**Tasks and exercises**
1. Answer these from the Mary Poppins article:
(a) In what year did the Disney film premiere, and how many Academy Awards did it win?
(b) Which channel will televise the remastered version?
(c) What does the article call a source of great amusement in the movie?
2. Resume the Mary Poppins article after its last sentence.

**Extracted text**
************

Tripping With Mary Poppins.

From the Dec 24, 2004 New York Times:

Poppins on the Loose: Lock Up Your Children
By VIRGINIA HEFFERNAN

Mary Poppins, in memory, is the ideal nanny. With her cartoony eyelashes, slightly Carnaby style and jauntily splayed feet, she delivers that polemic about sugar, turns chores into pleasure and wins infatuated devotion from her charges. The mother is not threatened by her, the father is not attracted to her and – all in all – the Poppins stint with the Banks family is the most edifying nanny story in a genre that is currently characterized by tales of anxiety and woe.

That’s at least how I remember Walt Disney’s “Mary Poppins,” which had its premiere in 1964 and went on to win five Academy Awards. The reality is somewhat different. If it’s been awhile, see for yourself on the Disney Channel, which will televise the remastered version in convenient time for the movie’s 40th anniversary, the release of the DVD and a new musical that opened earlier this month in London.

In this trippy, effects-heavy, pro-pollution movie – soot is a source of great amusement – the nanny does indeed represent a blessing for Mr. and Mrs. Banks, but not because she’s good at her work (you even get the feeling it’s not a career with her), but because she whisks the kids out of their hair and then manipulates the parents into changing their ways.

************

**Given data**
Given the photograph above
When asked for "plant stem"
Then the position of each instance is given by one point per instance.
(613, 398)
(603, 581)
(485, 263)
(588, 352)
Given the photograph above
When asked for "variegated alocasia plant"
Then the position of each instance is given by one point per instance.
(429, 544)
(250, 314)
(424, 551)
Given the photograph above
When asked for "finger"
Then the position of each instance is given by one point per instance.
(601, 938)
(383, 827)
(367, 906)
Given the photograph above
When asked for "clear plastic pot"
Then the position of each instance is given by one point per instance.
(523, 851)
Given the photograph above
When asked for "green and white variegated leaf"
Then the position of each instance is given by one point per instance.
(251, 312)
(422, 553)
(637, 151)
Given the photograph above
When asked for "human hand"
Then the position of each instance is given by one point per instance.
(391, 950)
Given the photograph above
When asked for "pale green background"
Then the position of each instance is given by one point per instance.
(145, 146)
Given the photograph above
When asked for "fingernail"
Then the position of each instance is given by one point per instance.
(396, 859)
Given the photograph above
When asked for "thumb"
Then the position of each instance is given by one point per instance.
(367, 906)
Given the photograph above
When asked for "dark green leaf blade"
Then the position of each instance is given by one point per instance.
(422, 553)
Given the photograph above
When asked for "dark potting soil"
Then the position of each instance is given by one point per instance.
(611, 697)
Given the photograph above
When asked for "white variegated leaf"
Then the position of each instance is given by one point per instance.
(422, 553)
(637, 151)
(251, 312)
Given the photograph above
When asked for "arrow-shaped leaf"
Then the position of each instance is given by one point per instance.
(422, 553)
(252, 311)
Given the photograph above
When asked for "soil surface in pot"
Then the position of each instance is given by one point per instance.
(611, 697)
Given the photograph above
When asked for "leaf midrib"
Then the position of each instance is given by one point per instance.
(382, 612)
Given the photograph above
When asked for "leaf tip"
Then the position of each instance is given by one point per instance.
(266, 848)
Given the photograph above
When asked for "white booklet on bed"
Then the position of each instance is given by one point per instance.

************

**Results in order**
1.
(a) 1964; five Academy Awards.
(b) The Disney Channel.
(c) Soot.

2.
She spends no time giving the kids lessons or overseeing their homework. After first cleaning their room, they do almost no chores, and even the room-cleaning is done mostly by magic. Mary Poppins (Julie Andrews) is rather like the nannies on “Nanny 911” and “Supernanny” in that she doesn’t patiently care for children year in and year out; rather, she bosses around an entire family according to modish philosophies of child rearing and then, with a flourish, she’s gone.

The movie is set in 1910, in part among chimney sweeps and the bankers in high, hard collars, but the 60’s come through in just about every scene. If those who most exemplified that decade were the activists and the sybarites, this movie is clearly on the side of the sybarites – the hippies.